MATERIAL TO PROCESS:
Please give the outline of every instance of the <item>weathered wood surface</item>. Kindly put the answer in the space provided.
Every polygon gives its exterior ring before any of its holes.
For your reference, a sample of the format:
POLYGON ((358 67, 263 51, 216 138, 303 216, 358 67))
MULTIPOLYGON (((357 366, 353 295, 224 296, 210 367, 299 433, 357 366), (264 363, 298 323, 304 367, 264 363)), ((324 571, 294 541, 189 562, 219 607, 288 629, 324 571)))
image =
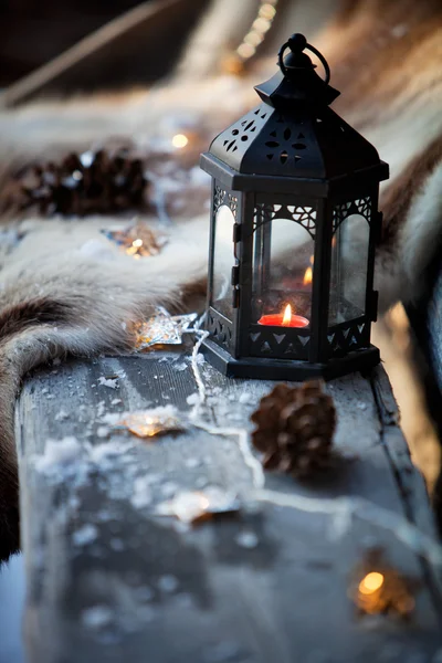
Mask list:
MULTIPOLYGON (((272 385, 201 368, 212 421, 250 428, 272 385)), ((271 474, 266 488, 361 496, 433 536, 383 369, 327 389, 339 417, 338 471, 315 485, 271 474)), ((354 518, 339 535, 329 515, 267 503, 190 529, 154 514, 180 490, 252 487, 234 434, 191 428, 148 444, 124 433, 103 436, 106 412, 169 403, 189 411, 196 392, 188 358, 162 352, 71 361, 28 379, 17 433, 31 663, 441 661, 438 569, 391 532, 354 518), (115 375, 118 389, 98 386, 99 377, 115 375), (42 471, 48 439, 66 435, 93 445, 95 455, 84 448, 70 471, 42 471), (105 445, 115 451, 118 443, 119 454, 106 454, 105 445), (388 560, 421 583, 409 624, 355 615, 349 575, 372 545, 385 546, 388 560)))

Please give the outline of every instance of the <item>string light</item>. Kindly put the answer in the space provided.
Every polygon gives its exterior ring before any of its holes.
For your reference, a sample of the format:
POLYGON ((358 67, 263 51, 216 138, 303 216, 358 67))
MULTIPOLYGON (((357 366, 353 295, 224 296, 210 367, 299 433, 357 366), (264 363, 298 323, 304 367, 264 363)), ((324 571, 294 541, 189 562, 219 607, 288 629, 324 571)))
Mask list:
POLYGON ((223 69, 229 74, 240 74, 244 70, 245 62, 256 53, 256 49, 272 28, 276 15, 276 6, 277 0, 261 0, 257 15, 248 33, 234 53, 231 53, 224 61, 223 69))
POLYGON ((378 591, 383 585, 383 576, 378 571, 371 571, 367 573, 365 578, 359 582, 359 591, 362 594, 372 594, 378 591))
POLYGON ((172 138, 172 145, 173 145, 173 147, 177 147, 179 149, 186 147, 186 145, 188 143, 189 143, 189 138, 187 136, 185 136, 185 134, 177 134, 172 138))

BRIEF:
Gather every line from the items above that contains the word "answer", and treat uppercase and lowercase as different.

TASK RESULT:
Please give the outline of every instance of the <item>weathered wood surface</item>. Kindly put the answer in the space provided.
Please give the outline of every instance of the <item>string light</item>. Kindly put the answer in the space provided.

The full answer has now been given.